--- BEGIN Records shown ---

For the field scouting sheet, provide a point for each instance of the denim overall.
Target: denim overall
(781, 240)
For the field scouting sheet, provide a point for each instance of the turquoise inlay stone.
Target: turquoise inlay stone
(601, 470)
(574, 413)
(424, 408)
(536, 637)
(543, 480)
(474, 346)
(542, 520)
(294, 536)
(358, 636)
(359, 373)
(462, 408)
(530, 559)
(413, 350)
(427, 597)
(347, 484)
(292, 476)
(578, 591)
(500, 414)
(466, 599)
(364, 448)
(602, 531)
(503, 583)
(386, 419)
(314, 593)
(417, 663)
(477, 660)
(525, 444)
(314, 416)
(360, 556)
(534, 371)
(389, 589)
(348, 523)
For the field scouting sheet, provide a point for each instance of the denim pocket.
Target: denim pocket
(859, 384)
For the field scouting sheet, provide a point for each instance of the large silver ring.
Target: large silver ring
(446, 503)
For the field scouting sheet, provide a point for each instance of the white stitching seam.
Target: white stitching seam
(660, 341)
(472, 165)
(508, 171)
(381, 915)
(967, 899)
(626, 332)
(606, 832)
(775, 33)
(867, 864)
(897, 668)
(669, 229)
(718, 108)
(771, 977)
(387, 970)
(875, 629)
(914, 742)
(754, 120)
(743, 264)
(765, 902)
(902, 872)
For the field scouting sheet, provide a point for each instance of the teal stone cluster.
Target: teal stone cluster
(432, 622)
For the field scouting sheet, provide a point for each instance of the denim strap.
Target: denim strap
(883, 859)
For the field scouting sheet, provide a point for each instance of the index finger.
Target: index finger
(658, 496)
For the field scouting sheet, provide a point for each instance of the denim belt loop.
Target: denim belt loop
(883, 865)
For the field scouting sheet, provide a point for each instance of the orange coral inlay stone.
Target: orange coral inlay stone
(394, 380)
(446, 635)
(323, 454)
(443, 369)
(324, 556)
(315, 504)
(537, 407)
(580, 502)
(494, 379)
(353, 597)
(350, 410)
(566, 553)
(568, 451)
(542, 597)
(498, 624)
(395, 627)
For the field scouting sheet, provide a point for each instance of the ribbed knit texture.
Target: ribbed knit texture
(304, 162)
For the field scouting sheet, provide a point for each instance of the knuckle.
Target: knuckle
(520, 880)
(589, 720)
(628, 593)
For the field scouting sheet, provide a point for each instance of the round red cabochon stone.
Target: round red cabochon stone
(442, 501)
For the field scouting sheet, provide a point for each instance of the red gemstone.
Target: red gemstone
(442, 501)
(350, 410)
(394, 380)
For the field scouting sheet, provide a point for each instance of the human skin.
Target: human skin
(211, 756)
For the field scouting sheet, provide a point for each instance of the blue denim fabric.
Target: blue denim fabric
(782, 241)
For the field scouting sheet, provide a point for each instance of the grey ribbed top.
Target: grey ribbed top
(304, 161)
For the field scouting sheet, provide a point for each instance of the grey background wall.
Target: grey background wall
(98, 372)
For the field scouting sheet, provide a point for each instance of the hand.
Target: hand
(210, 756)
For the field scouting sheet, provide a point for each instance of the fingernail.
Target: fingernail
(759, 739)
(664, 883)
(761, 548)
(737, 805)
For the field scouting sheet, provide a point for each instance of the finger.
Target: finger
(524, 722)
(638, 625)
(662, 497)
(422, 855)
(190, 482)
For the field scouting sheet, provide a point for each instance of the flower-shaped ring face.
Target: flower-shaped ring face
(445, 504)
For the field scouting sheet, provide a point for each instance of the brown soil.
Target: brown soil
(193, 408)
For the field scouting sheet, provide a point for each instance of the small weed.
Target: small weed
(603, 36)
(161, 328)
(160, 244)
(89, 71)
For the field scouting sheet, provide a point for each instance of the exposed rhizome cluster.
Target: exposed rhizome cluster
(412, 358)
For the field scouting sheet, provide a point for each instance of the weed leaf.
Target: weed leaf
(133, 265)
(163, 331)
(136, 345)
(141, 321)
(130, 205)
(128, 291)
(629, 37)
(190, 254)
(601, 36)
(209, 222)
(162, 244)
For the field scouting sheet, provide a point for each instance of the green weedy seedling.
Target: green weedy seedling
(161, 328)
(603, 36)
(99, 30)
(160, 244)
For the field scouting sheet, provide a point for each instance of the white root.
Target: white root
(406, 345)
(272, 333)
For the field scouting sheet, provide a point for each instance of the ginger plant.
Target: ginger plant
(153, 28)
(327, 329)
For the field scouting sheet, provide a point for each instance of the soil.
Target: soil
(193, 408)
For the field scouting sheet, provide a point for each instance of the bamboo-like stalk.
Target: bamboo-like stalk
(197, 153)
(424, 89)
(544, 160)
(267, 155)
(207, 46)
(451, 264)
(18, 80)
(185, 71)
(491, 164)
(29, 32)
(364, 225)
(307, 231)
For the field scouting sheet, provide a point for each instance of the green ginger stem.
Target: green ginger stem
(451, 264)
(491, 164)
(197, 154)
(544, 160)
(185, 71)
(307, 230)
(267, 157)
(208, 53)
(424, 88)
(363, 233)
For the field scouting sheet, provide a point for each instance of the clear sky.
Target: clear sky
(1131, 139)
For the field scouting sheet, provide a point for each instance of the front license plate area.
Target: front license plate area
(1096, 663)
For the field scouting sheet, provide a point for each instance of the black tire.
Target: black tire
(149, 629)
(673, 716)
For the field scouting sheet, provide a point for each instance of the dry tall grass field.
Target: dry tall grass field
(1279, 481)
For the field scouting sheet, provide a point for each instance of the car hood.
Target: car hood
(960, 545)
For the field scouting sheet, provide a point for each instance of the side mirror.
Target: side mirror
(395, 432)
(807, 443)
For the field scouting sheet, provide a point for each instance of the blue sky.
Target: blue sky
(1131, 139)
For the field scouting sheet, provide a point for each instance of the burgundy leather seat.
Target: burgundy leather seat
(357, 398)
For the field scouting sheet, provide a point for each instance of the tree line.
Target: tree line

--- END Records shown ---

» **What you should do**
Please copy every row above word for word, in the same order.

» **Answer to this exercise**
For the field scouting sheet, provide a point for each instance of the denim overall.
Target: denim overall
(781, 240)
For the field scouting sheet, provide a point for each instance of the turquoise inlay stone.
Target: turquoise inlay stone
(601, 470)
(574, 413)
(424, 408)
(536, 637)
(543, 480)
(474, 346)
(542, 520)
(294, 536)
(358, 636)
(359, 373)
(462, 408)
(530, 559)
(413, 350)
(427, 597)
(347, 484)
(292, 476)
(578, 591)
(500, 414)
(466, 599)
(364, 448)
(602, 531)
(503, 583)
(386, 419)
(314, 593)
(417, 663)
(477, 660)
(525, 444)
(314, 416)
(360, 556)
(534, 371)
(389, 589)
(348, 523)
For the field scouting sheet, provide a point for each instance of the denim pocket.
Target: denim pocket
(859, 384)
For the field scouting sheet, provide a point for each instance of the large silver ring.
Target: large silver ring
(446, 503)
For the field scouting sheet, provide a point for each instance of the white stitching seam.
Target: white stitching seam
(660, 341)
(472, 165)
(508, 171)
(381, 915)
(967, 899)
(626, 332)
(606, 832)
(775, 33)
(867, 864)
(897, 668)
(669, 229)
(718, 108)
(771, 977)
(387, 970)
(875, 629)
(914, 742)
(754, 120)
(743, 264)
(765, 902)
(902, 872)
For the field scouting sheet, provide a point for each instance of the teal stone cluster.
Target: teal stone cluster
(432, 622)
For the field scouting sheet, provide a point for each instance of the denim strap.
Target: denim strap
(883, 859)
For the field scouting sheet, provide a point for each instance of the index finger.
Target: index finger
(658, 496)
For the field scouting sheet, provide a point for each instance of the denim belt loop.
Target: denim belt loop
(883, 865)
For the field scouting sheet, provide a point for each instance of the orange coral inlay stone.
Target: orange coral inlay stone
(394, 380)
(446, 635)
(323, 454)
(443, 369)
(324, 556)
(315, 504)
(537, 407)
(580, 502)
(494, 379)
(353, 597)
(350, 410)
(566, 553)
(568, 451)
(542, 597)
(498, 624)
(395, 627)
For the field scouting sheet, provide a point for each instance of the ribbed knit texture.
Target: ribbed knit texture
(304, 162)
For the field scouting sheet, provide a point for each instance of the knuckle.
Target: knuckle
(520, 880)
(589, 720)
(628, 593)
For the field scouting sheet, provide a point for each instance of the round red cabochon stone.
Target: round red cabochon stone
(442, 501)
For the field scouting sheet, provide a point for each instance of the red gemstone.
Target: red gemstone
(442, 501)
(350, 410)
(394, 380)
For the field scouting sheet, provide a point for each instance of the human skin.
Target: human skin
(211, 756)
For the field scouting sheet, provide a point for each instance of the blue denim fabric.
Target: blue denim fabric
(782, 241)
For the field scouting sheet, provide a point for each instance of the grey ribbed top.
Target: grey ribbed top
(304, 161)
For the field scouting sheet, provide a point for each instance of the grey background wall.
Target: grey background wall
(98, 372)
For the field scouting sheet, provide a point for each instance of the hand.
Target: hand
(210, 756)
For the field scouting sheet, provide a point for each instance of the fingernail.
Target: fingernail
(759, 739)
(664, 883)
(761, 548)
(737, 805)
For the field scouting sheet, provide a point for each instance of the finger.
Target: finger
(524, 722)
(638, 625)
(662, 497)
(422, 855)
(190, 482)
For the field scouting sheet, provide a point for each instance of the flower-shaped ring face.
Target: flower-shaped ring face
(445, 504)
For the field scouting sheet, provide a point for each instance of the brown soil.
Target: brown soil
(193, 408)
For the field scouting sheet, provide a point for each instance of the small weed.
Target: small weed
(603, 36)
(161, 328)
(160, 244)
(89, 71)
For the field scouting sheet, provide a point for each instance of the exposed rhizome cluster.
Target: exposed rhizome cluster
(412, 358)
For the field scouting sheet, provide a point for each instance of the weed leaf.
Target: weed leaf
(133, 265)
(163, 331)
(136, 345)
(141, 321)
(130, 205)
(128, 291)
(629, 37)
(190, 254)
(601, 36)
(209, 222)
(162, 244)
For the field scouting sheet, provide a point for each instance of the green weedy seedling.
Target: green weedy seedling
(161, 328)
(603, 36)
(99, 30)
(160, 244)
For the field scouting sheet, provide a point for each instance of the white root.
Target: white root
(406, 345)
(272, 333)
For the field scouting sheet, provide a point for each instance of the ginger plant.
Target: ginger plant
(153, 28)
(327, 329)
For the field scouting sheet, provide a point for each instance of the soil.
Target: soil
(193, 408)
For the field scouting sheet, provide a point for each instance of the bamboo-like stalk.
Target: bamboo-like stalk
(197, 153)
(424, 89)
(544, 160)
(267, 155)
(207, 46)
(451, 264)
(18, 80)
(185, 71)
(491, 164)
(29, 32)
(364, 225)
(307, 231)
For the field scouting sheet, provide a point for each instance of the green ginger stem.
Target: green ginger stem
(451, 264)
(491, 164)
(197, 154)
(544, 160)
(185, 71)
(307, 230)
(267, 157)
(208, 53)
(424, 88)
(363, 233)
For the field scouting sheet, provide a point for each instance of the clear sky.
Target: clear sky
(1131, 139)
For the field scouting sheet, provide a point for each instance of the front license plate area.
Target: front license plate area
(1096, 663)
For the field scouting sheet, provide a point for each instance of the black tire.
Target: black tire
(149, 629)
(673, 716)
For the field scouting sheet, provide a point for each instance of the dry tall grass field.
Target: dry tall grass field
(1279, 481)
For the field scouting sheet, provide a point for each instance of the car hood.
Target: car hood
(960, 545)
For the field scouting sheet, provide a point for each instance of the side mirror.
Target: side mirror
(395, 432)
(807, 443)
For the field scouting sheet, provide a point for each instance of the blue sky.
Target: blue sky
(1131, 139)
For the field scouting sheet, provide a point for each instance of the burgundy leather seat.
Target: burgundy leather seat
(357, 398)
For the field scouting sheet, provide a point for each instance of the tree line.
Target: tree line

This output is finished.